(AIM OF THE TASK): Once the line with "The component shall point out each instance of the white" is found in the data, output it and each following line exactly, up to and including the line with "The component shall point out each instance of the potted", and nothing before or after.

(RECORDS FOR THE EXERCISE):

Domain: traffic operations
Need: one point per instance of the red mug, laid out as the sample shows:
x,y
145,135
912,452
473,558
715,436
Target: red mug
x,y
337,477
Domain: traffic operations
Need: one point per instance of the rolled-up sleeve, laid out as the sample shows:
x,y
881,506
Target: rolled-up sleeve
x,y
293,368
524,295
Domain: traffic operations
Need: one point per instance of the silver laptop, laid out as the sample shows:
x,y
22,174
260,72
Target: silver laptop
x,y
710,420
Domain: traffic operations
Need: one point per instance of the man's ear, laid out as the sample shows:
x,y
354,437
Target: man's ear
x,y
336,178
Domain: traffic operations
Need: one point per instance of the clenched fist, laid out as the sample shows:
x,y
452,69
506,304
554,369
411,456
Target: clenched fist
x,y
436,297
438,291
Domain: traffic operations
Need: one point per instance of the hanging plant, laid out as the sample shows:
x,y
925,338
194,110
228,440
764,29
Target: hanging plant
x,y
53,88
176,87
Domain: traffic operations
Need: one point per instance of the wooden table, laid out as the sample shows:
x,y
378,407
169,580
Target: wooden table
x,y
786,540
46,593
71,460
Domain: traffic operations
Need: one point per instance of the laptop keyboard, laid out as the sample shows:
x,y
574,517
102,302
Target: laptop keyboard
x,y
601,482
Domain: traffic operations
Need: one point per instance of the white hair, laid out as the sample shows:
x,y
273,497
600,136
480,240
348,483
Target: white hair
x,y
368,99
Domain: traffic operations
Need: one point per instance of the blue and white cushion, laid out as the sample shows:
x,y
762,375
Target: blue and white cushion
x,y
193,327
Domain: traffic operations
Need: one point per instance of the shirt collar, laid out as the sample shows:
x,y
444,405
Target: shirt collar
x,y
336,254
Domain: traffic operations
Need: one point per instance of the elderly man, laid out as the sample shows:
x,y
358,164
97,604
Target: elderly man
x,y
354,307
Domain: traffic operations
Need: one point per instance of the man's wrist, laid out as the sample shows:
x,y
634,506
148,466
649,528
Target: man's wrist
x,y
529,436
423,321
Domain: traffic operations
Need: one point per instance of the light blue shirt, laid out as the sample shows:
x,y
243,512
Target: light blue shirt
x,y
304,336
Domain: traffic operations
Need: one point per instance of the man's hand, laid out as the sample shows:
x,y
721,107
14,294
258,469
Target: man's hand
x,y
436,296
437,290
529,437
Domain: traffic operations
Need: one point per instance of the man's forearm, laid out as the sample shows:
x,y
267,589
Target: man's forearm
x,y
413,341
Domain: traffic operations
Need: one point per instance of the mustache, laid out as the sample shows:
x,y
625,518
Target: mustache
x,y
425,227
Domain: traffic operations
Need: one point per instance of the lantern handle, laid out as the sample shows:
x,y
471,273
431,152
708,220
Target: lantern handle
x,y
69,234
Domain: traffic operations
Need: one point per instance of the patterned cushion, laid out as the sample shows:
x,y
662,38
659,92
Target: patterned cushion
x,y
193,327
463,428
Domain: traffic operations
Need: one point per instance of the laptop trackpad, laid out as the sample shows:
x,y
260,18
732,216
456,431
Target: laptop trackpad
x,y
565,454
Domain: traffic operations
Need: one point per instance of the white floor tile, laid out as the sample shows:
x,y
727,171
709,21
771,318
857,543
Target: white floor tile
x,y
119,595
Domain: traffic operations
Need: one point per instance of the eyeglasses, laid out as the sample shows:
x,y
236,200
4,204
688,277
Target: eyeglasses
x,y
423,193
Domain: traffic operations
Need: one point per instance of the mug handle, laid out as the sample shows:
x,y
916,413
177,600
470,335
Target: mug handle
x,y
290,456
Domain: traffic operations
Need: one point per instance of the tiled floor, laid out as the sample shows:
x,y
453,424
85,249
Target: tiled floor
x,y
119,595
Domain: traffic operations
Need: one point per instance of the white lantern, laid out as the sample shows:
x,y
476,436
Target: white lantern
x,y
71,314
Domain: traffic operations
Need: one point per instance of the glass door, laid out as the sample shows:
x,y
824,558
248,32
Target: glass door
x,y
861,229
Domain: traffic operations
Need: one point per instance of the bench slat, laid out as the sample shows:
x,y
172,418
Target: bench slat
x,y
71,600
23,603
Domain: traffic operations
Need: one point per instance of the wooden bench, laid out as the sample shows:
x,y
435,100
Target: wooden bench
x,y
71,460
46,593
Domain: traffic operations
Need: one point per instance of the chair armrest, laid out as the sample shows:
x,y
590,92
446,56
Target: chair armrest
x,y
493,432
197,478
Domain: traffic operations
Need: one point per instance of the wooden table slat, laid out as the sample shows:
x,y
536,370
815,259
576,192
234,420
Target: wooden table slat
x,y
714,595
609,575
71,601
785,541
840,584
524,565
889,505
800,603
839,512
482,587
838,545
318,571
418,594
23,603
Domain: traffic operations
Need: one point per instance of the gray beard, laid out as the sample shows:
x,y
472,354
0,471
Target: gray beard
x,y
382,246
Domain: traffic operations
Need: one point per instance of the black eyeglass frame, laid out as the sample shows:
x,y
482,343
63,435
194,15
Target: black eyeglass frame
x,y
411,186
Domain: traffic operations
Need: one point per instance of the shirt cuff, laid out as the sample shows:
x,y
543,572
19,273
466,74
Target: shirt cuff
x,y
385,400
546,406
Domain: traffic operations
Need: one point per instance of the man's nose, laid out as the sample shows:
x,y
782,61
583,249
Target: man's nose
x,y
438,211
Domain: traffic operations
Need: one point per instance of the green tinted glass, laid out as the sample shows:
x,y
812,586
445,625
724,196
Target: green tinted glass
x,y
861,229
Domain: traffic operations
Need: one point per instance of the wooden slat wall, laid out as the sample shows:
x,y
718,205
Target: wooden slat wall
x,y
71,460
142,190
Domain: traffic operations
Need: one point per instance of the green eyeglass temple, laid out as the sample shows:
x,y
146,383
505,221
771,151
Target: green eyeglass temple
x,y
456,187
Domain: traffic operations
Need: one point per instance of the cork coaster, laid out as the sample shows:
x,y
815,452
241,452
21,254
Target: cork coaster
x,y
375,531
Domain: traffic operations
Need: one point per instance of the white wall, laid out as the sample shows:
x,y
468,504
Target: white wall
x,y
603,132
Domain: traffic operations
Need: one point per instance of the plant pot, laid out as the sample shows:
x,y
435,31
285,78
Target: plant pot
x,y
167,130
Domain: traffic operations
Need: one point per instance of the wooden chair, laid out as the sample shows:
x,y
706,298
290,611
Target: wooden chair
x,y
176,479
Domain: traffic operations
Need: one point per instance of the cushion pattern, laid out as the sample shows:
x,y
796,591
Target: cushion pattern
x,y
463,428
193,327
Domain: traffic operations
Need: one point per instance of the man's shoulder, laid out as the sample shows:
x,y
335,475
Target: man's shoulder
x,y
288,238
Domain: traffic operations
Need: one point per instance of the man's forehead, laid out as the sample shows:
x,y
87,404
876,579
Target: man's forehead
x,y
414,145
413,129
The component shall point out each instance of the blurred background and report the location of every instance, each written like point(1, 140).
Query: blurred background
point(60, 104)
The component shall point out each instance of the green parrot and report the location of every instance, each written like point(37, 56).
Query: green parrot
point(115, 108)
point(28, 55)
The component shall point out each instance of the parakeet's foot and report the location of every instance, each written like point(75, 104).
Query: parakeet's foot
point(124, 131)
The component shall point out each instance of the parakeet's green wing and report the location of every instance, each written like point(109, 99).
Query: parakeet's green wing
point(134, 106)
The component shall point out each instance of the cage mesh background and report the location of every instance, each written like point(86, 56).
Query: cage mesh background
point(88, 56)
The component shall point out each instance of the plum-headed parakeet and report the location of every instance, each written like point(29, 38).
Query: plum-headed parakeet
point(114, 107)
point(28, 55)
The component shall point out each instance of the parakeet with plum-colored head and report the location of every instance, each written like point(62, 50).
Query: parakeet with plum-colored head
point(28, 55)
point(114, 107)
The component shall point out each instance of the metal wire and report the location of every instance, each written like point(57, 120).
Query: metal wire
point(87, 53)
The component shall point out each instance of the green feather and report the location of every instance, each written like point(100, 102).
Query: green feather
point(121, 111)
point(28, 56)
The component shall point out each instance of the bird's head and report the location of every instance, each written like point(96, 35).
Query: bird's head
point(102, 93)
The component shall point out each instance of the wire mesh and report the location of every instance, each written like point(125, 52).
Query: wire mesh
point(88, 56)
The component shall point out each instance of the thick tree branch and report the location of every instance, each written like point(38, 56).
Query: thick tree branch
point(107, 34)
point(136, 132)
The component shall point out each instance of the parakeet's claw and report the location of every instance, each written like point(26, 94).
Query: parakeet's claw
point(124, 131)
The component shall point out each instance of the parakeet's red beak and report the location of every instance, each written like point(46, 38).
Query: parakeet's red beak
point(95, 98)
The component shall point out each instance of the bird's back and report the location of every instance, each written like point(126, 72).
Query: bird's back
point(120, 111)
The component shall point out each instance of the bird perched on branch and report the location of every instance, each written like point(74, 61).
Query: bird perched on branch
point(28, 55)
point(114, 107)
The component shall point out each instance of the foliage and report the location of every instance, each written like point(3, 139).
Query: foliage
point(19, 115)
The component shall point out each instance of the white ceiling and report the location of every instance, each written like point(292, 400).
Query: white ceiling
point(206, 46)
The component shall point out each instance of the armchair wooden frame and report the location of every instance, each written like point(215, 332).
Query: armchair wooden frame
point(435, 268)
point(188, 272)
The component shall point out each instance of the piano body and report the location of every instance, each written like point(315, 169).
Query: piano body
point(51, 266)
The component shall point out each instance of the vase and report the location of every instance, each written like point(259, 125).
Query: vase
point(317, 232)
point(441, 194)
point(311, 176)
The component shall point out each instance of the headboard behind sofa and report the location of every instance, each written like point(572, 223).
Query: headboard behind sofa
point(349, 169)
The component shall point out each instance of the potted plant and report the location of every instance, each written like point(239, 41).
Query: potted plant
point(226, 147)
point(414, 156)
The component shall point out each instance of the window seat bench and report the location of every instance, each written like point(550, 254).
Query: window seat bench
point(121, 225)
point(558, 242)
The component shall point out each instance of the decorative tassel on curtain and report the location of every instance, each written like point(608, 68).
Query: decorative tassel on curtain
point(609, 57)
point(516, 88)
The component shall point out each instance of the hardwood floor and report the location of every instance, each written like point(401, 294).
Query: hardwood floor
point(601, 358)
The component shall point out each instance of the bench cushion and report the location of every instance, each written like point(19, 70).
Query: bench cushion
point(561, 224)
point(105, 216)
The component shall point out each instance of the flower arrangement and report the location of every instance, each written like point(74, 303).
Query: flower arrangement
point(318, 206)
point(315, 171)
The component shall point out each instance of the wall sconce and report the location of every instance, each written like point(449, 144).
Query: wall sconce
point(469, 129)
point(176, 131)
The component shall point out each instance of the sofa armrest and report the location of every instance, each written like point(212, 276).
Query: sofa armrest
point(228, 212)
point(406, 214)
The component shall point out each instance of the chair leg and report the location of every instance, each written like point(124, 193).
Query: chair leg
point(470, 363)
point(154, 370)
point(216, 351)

(EXPECTED ANSWER):
The component shall point out each instance of the white ceiling and report the location of every instance, each written like point(292, 400).
Query: white ceiling
point(206, 46)
The component shall point out each instance of the armchair wooden frame and report the location of every instance, each written like point(215, 332).
Query: armchair wooden frame
point(435, 268)
point(188, 272)
The component shall point out each instance of the piano body and report the location of every instance, each written like point(315, 169).
Query: piano body
point(51, 266)
The component shall point out each instance of the vase and report the location of every instance, each written like point(259, 125).
Query: vase
point(317, 232)
point(441, 194)
point(311, 176)
The component shall point out each instance of the headboard behind sofa and report the location of every instance, each written like point(572, 223).
Query: headboard behind sofa
point(349, 169)
The component shall point out each instance of the potted plant and report the location of every instance, each written like point(239, 41).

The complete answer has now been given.